Document extract =
* start *
A Science of Ideal Being
As regards its essential, theoretical makeup, Husserl began to teach, science is a system of ideal meanings that unite into a meaning unit. The theory of gravity, the system of analytic mechanics, the mechanical theory of heat, the theory of metric or projective geometry are all units, not of mental experiences of one person or another, or of states of mind, but units entirely made up of ideal material, of meanings. And, in this lies truth and falsehood, what science makes into an objective, supra-individual unit of validity logically grasping and dealing with a sphere of objectivity.
Truly scientific thinking, all proving and theorizing, operates in forms that correspond to purely logical laws. Pure logic embraces all the concepts and propositions without which science would not be possible, not have any sense or validity. While all of natural science is an a posteriori discipline grounded in experience with its actual occurrences, the world of the purely logical is a world of ideal objects, a world of "concepts". Pure logic, pure mathematics, pure arithmetic are a priori disciplines entirely grounded in conceptual essentialities. There all truth is nothing other than the analysis of essences or concepts. With them, we are just not in psychology, in any sphere of empiricism and probability.
The empirical sciences, the natural sciences, Husserl explained to Brentano in 1905, are sciences of 'matters of fact'. The whole sphere of the genuine a priori is, though, free of all matter of fact suppositions. There, we stand not within the realm of nature, but within that of Ideas, not within the realm of empirical generalities, but within that of the ideal, apodictic, general system of laws, not within the realm of causality, but within that of rationality. Purely logical laws are laws of essence. Husserl wanted it understood that he was "far from any mystico-metaphysical exploitation of 'Ideas', ideal possibilities and such" of the kind Brentano despised.
It is interesting to note that Husserl always saw Brentano in a very metaphysical light. "Brentano stood before his young students like a seer of eternal truths and a herald of a celestial world", Husserl recalled. Of their last meeting, he wrote: "There was a kind of radiance about him, as if he belonged no longer to this world, as if he lived half here and half already in that higher world.... This is the way Brentano lives now always in my memory, an image from a higher world."
And so Husserl came to teach that the ultimate meaning and source of all objectivity making it possible for thinking to reach beyond contingent, subjective, human acts and lay hold of objective being-in-itself was to be found in ideality and the ideal laws defining it.
For example, pure arithmetic explores what is grounded in the essence of number. It has nothing at all to do with nature. It is not concerned with physical things, souls, real occurrences of a physical or mental nature, does not acquire its universal propositions by perception and empirical generalizations on the basis of the perception and the substantiation of the resulting individual judgments.
* end *
[Saved entries]
* start *
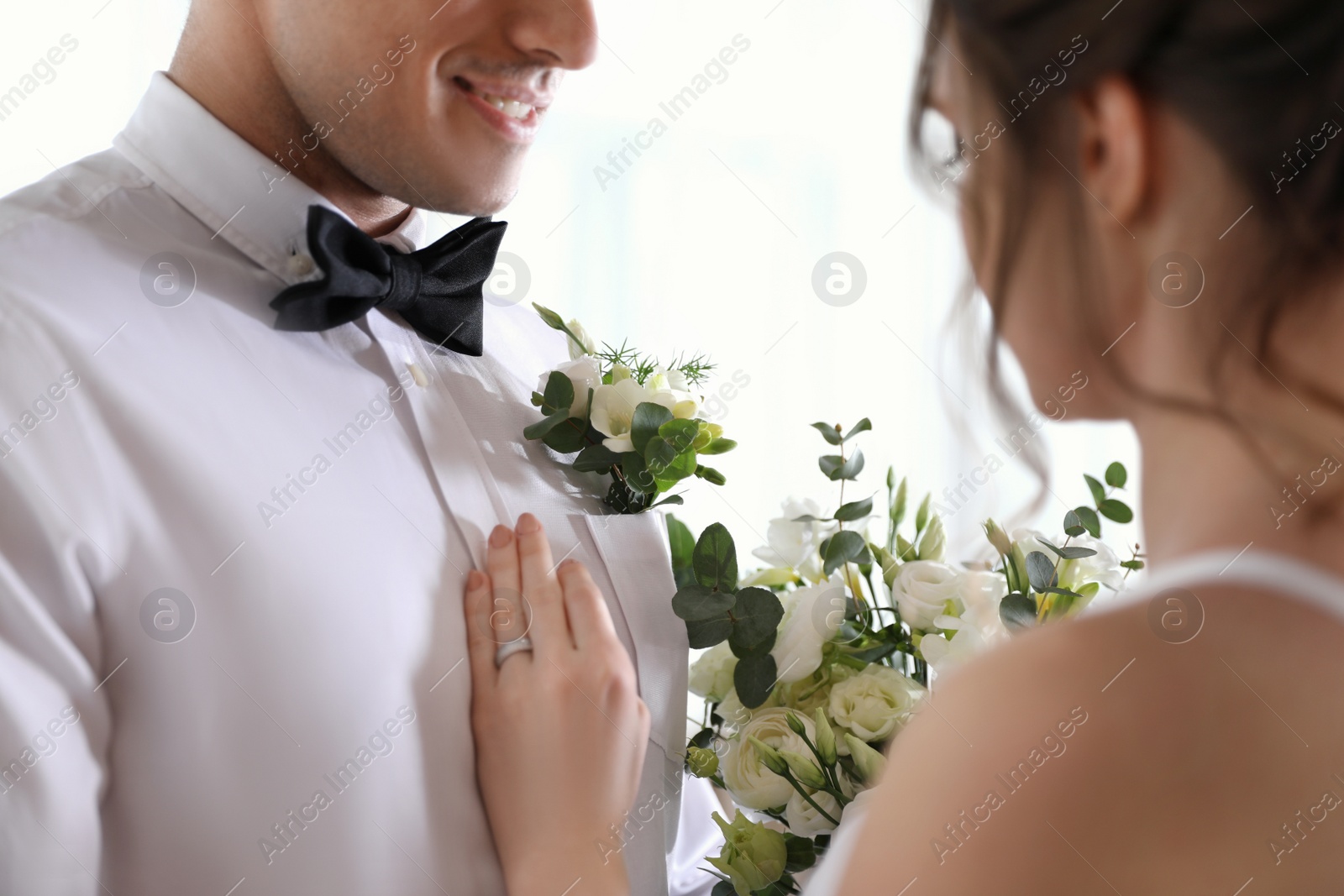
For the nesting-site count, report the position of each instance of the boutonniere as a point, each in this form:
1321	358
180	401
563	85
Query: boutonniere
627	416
* end *
* start *
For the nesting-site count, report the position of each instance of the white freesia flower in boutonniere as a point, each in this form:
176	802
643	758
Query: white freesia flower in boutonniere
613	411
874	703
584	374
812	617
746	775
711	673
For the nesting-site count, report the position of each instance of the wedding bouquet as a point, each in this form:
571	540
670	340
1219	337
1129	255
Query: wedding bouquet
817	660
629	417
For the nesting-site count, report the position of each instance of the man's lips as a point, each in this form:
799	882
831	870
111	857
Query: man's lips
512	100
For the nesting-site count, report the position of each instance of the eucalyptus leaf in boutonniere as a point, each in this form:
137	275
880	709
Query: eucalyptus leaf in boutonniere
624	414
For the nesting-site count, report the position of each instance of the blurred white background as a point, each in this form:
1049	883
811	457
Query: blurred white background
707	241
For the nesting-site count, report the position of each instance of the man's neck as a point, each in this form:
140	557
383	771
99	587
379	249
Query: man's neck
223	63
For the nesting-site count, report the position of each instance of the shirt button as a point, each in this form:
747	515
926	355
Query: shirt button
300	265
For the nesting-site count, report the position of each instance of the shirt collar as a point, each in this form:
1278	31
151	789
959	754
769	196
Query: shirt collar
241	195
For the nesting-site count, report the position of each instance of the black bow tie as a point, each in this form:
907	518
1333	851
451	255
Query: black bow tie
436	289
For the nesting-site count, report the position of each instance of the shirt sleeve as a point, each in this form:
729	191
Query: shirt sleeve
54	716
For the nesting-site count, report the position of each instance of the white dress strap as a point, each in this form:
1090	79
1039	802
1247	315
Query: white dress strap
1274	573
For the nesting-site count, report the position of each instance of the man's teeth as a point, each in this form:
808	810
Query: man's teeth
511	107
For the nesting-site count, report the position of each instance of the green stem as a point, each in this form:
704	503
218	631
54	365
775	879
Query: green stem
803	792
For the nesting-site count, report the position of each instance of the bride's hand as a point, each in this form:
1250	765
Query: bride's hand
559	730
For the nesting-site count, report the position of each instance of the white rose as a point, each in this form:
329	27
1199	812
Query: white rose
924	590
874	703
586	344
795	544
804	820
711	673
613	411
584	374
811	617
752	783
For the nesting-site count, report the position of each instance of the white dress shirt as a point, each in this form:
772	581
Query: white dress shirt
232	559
* end *
* start *
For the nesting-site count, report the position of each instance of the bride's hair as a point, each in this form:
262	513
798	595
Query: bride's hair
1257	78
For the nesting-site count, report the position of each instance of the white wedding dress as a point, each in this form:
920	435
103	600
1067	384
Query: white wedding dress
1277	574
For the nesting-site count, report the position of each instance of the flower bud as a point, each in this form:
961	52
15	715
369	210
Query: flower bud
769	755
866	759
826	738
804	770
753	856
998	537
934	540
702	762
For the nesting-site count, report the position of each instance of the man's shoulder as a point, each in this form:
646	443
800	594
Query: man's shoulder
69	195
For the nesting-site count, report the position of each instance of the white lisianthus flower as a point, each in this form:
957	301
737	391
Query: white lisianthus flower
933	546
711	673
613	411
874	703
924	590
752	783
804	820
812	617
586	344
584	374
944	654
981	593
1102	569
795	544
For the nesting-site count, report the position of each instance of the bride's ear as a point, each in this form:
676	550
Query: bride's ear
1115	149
* end *
What is asked =
**a)** Condense the paragraph of the Husserl passage that begins "The empirical sciences, the natural sciences" into a shorter version that keeps its main facts.
**b)** Duplicate the part of the Husserl passage that begins at the words "For example, pure" and ends after "resulting individual judgments.".
The material has no connection to the text.

Answers to the exercise =
**a)** In 1905, Husserl told Brentano that the empirical, natural sciences concern matters of fact, while the genuine a priori is free of all such suppositions. The a priori lies in the realm of Ideas rather than nature. It consists of an ideal, apodictic, general system of laws rather than empirical generalities, and it belongs to rationality rather than causality. Purely logical laws are laws of essence. Husserl also stressed that he was far from any mystico-metaphysical exploitation of Ideas of the kind Brentano despised.

**b)**
For example, pure arithmetic explores what is grounded in the essence of number. It has nothing at all to do with nature. It is not concerned with physical things, souls, real occurrences of a physical or mental nature, does not acquire its universal propositions by perception and empirical generalizations on the basis of the perception and the substantiation of the resulting individual judgments.